→ **PROBLEM DETAILS**
Your task is to find every line in the records that holds the string "white" and copy it.

(Beginning of DATA FOR PROCESSING)

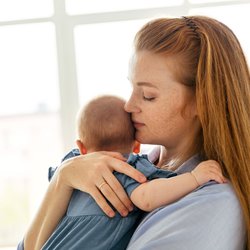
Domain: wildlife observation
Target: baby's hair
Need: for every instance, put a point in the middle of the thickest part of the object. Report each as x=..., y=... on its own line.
x=103, y=124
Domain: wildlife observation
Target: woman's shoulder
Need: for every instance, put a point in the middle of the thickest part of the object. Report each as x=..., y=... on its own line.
x=211, y=216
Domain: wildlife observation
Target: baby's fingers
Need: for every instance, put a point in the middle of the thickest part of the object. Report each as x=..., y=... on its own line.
x=102, y=203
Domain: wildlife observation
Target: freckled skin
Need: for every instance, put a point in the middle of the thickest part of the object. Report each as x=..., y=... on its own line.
x=163, y=109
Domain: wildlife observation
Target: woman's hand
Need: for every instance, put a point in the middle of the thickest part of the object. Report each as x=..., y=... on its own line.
x=207, y=171
x=93, y=173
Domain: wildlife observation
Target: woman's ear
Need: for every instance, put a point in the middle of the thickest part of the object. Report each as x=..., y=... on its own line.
x=137, y=147
x=81, y=147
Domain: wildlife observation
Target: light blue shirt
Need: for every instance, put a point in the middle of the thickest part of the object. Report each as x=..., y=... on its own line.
x=210, y=218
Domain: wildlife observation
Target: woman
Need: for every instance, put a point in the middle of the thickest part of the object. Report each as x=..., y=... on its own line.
x=191, y=95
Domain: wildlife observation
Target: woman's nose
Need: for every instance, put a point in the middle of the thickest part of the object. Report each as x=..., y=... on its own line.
x=131, y=106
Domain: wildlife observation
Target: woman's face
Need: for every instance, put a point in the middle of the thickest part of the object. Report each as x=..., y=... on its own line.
x=163, y=110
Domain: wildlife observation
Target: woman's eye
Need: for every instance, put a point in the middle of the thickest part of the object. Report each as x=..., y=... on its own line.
x=146, y=98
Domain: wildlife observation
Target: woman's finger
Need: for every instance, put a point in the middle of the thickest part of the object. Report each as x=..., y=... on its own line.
x=120, y=193
x=109, y=193
x=125, y=168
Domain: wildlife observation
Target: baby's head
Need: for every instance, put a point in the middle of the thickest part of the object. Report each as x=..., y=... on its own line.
x=103, y=124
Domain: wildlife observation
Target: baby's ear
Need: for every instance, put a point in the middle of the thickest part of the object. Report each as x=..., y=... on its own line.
x=81, y=147
x=137, y=147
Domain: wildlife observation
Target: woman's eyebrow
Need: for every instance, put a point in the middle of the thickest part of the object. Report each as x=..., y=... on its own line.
x=148, y=84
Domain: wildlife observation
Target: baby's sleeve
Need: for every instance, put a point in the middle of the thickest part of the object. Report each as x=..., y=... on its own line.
x=142, y=164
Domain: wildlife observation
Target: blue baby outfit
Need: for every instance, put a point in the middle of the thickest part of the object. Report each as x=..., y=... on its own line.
x=85, y=226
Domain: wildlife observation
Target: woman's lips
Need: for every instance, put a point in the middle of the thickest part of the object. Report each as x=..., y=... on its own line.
x=138, y=124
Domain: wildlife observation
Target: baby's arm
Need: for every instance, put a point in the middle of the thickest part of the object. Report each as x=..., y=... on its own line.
x=162, y=191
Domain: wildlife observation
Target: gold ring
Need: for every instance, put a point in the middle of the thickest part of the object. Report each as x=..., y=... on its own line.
x=103, y=183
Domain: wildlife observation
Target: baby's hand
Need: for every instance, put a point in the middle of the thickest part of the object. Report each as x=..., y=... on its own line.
x=207, y=171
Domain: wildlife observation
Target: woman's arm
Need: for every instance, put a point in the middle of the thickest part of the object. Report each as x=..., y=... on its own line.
x=85, y=173
x=159, y=192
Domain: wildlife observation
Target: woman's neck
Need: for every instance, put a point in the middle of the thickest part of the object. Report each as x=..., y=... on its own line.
x=171, y=160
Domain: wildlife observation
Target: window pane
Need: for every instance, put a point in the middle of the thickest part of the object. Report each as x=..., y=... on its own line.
x=239, y=23
x=208, y=1
x=30, y=133
x=25, y=9
x=29, y=144
x=103, y=52
x=28, y=69
x=94, y=6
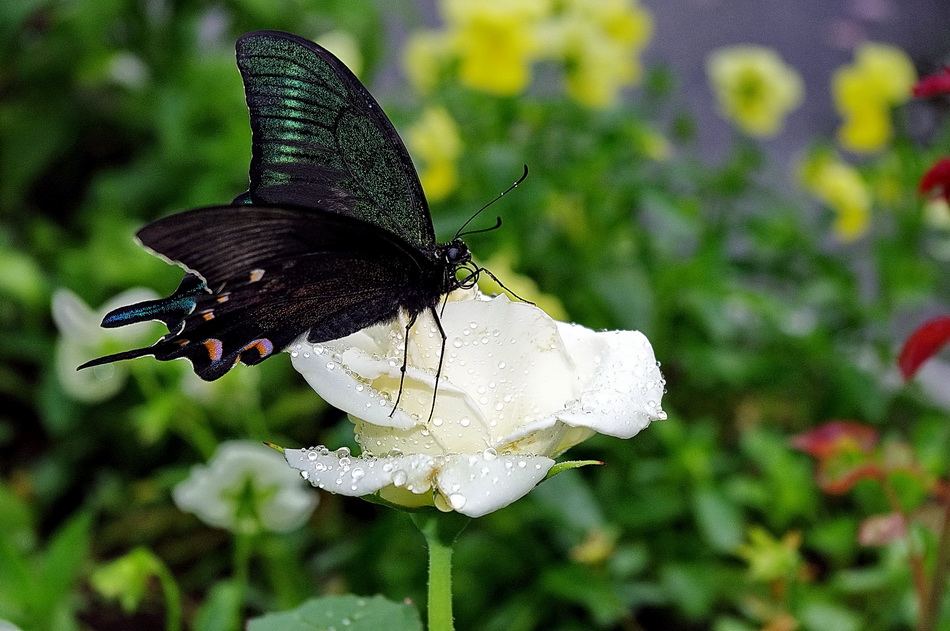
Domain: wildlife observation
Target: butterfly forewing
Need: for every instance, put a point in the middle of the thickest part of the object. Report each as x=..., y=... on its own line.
x=333, y=236
x=320, y=140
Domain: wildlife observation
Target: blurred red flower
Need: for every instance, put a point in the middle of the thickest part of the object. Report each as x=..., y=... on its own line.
x=923, y=344
x=937, y=179
x=933, y=85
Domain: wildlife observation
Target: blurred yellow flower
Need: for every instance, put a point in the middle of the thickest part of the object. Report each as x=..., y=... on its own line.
x=754, y=88
x=346, y=49
x=769, y=558
x=426, y=53
x=600, y=43
x=435, y=141
x=839, y=186
x=880, y=78
x=496, y=42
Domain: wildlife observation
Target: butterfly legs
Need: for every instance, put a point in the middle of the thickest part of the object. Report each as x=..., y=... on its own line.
x=405, y=360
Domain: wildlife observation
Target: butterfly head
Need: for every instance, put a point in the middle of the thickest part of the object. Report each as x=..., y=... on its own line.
x=456, y=253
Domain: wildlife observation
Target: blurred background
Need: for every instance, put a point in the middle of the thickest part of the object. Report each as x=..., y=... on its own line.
x=738, y=180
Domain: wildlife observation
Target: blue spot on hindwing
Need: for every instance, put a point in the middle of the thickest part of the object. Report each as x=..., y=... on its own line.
x=172, y=310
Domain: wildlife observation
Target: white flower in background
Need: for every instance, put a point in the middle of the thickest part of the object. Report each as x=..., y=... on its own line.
x=517, y=389
x=246, y=488
x=82, y=339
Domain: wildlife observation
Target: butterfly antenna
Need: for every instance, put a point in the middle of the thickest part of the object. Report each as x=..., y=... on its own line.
x=502, y=285
x=500, y=195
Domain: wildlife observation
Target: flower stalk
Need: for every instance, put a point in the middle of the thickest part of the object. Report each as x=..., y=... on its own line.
x=441, y=530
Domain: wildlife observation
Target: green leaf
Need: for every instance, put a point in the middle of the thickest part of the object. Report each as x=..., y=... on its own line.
x=221, y=610
x=352, y=613
x=63, y=561
x=719, y=520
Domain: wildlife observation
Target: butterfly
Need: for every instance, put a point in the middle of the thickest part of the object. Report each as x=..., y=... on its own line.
x=332, y=236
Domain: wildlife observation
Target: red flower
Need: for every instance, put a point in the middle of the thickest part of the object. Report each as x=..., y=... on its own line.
x=923, y=344
x=933, y=85
x=937, y=179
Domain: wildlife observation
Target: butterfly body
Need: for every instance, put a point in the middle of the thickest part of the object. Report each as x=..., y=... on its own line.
x=333, y=235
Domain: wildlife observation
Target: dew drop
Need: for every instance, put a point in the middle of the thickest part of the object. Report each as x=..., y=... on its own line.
x=457, y=501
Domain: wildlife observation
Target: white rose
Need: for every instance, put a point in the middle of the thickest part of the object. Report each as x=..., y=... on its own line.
x=516, y=390
x=246, y=488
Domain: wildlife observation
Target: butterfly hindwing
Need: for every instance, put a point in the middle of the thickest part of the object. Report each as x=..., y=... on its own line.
x=296, y=276
x=320, y=140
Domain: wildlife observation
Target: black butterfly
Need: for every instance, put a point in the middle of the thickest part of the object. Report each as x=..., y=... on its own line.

(End of DATA FOR PROCESSING)

→ **COMPLETED EXERCISE**
Target: white flower in background
Target: white rose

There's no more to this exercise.